-- Records provided follows --
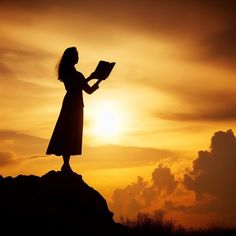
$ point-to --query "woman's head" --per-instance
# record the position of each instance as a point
(69, 58)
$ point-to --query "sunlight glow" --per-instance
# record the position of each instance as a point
(107, 121)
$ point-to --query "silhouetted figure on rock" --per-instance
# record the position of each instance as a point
(67, 136)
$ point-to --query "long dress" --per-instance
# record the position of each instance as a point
(68, 132)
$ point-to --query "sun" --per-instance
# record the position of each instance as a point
(107, 121)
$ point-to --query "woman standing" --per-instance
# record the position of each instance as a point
(67, 136)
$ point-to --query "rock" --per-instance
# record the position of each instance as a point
(56, 203)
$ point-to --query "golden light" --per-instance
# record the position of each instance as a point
(107, 121)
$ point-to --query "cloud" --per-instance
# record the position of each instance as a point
(213, 180)
(214, 171)
(22, 144)
(8, 158)
(139, 196)
(117, 156)
(207, 25)
(199, 102)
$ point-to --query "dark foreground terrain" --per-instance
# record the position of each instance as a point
(59, 203)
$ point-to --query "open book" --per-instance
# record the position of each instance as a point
(103, 69)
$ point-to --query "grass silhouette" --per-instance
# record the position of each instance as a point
(150, 225)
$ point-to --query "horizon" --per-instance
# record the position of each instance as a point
(159, 132)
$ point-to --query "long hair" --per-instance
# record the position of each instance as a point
(67, 61)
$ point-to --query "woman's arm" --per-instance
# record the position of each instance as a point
(92, 76)
(90, 89)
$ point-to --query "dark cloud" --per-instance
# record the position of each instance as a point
(138, 196)
(213, 180)
(8, 158)
(214, 171)
(163, 180)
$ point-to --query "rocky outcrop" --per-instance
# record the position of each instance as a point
(55, 203)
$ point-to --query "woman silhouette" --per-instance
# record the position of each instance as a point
(66, 139)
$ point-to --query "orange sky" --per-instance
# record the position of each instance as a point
(172, 88)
-- Records provided concluded --
Description of the task
Nothing but a number should be given for this: how many lines in the entries above contain "cloud"?

Result
2